• FRAGMENTO DEL DOCUMENTO:
┌────────

En Guantánamo, los detenidos fueron desnudados hasta quedar en ropa
interior, esposados a sillas y cegados por luces estroboscópicas
mientras Heavy Metal, Rap y canciones para niños asaltaban sus oídos. La
música ha acompañado las guerras desde que sonaron las trompetas en los
muros de Jericó, pero en las últimas décadas se ha utilizado como arma
como nunca antes, adaptada al paisaje irreal de la batalla moderna.
La
mezcla de música y violencia ha inspirado una serie de estudios
académicos. En mi escritorio hay una pila desoladora de libros que
examinan la tortura y el acoso, las listas de canciones escuchadas por
los soldados e interrogadores de la guerra de Irak, las tácticas
musicales en la lucha estadounidense para prevenir el crimen, las
crueldades sónicas infligidas en el Holocausto y otros genocidios, las
preferencias musicales de los militantes de Al Qaeda y skinheads
neonazis. También hay una nueva traducción, de Matthew Amos y Fredrick
Rönnbäck, del libro de Pascal Quignard de 1996, “The Hatred of Music” (Yale), que explora asociaciones ancestrales entre música y barbarie.
Cuando
la música se aplica a fines bélicos, tendemos a creer que es un uso
contrario a su naturaleza inocente. Para citar los tópicos habituales,
tiene encantos para calmar un pecho salvaje; es el alimento del amor;
nos une y nos libera. Nos resistimos a la evidencia que sugiere que la
música puede enturbiar la razón, provocar rabia, causar dolor e incluso
matar. Es poco probable que los tratados con notas al pie de página
sobre el lado oscuro de la música se vendan tan bien como los alegres
libros de ciencia pop que promocionan la capacidad de la música para
hacernos más inteligentes, felices y productivos. Sin embargo,
probablemente nos acerquen a la verdadera función de la música en la
evolución de la civilización humana.
Un pasaje sorprendente en "Listening to War: Sound, Music, Trauma, and Survival in Wartime Iraq" (Escuchar la guerra: sonido, música, trauma y supervivencia en Irak en tiempos de guerra) de J. Martin Daughtry (Oxford) evoca el sonido del campo de batalla en la guerra de Irak más reciente:
El
gruñido del motor de un Humvee. El golpe-golpe-golpe del helicóptero
que se aproxima. El zumbido del generador. Voces humanas gritando,
llorando, haciendo preguntas en una lengua extranjera. “¡Allahu akbar!”:
La llamada a la oración. “¡Al suelo! ”: Las ordenes a gritos. La
dadadadadada del fuego de armas automáticas. El shhhhhhhhhhhhh del
cohete volando. El fffft de la bala desplazando el aire. El agudo
kkkkr-boom del mortero. El boom rodante del I.E.D. (Improvised explosive device, aparato explosivo improvisado).

└────────

• CONTENIDO DE DATOS:
┌────────

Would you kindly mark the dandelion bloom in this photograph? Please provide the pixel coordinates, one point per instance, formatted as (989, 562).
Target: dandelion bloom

└────────

• EJERCICIOS PROPUESTOS:
1. En el fragmento sobre la música y la guerra, ¿quiénes firman la nueva traducción del libro de Pascal Quignard?
2. Prosigue el fragmento sobre la música y la guerra a partir de su última oración.

• SOLUCIONES:
1. Matthew Amos y Fredrick Rönnbäck.

2.
Daughtry
subraya algo crucial sobre la naturaleza del sonido y, por extensión,
de la música: escuchamos no solo con nuestros oídos sino también con
nuestro cuerpo. Nos estremecemos ante los sonidos fuertes antes de que
el cerebro consciente comience a tratar de comprenderlos. Por tanto, es
un error colocar "música" y "violencia" en categorías
separadas; como escribe Daughtry, el sonido en sí mismo puede ser una
forma de violencia. Los proyectiles detonantes desencadenan ondas
expansivas supersónicas que se ralentizan y se convierten en ondas
sonoras; tales ondas se han relacionado con una lesión cerebral
traumática, una vez conocida como Shell shock (choque de concha).
Los síntomas del trastorno de estrés postraumático a menudo se
desencadenan mediante señales sónicas; Los residentes de Nueva York
experimentaron esto después del 11 de septiembre, cuando un neumático
reventado hizo que todos pegasen un salto.
El
sonido es tanto más potente porque es ineludible: satura un espacio y
puede atravesar paredes. Quignard, novelista y ensayista de inclinación
oblicua y aforística, escribe:
Todo
sonido es invisible en su forma de perforador de envolturas. Ya sean
cuerpos, habitaciones, apartamentos, castillos, ciudades fortificadas.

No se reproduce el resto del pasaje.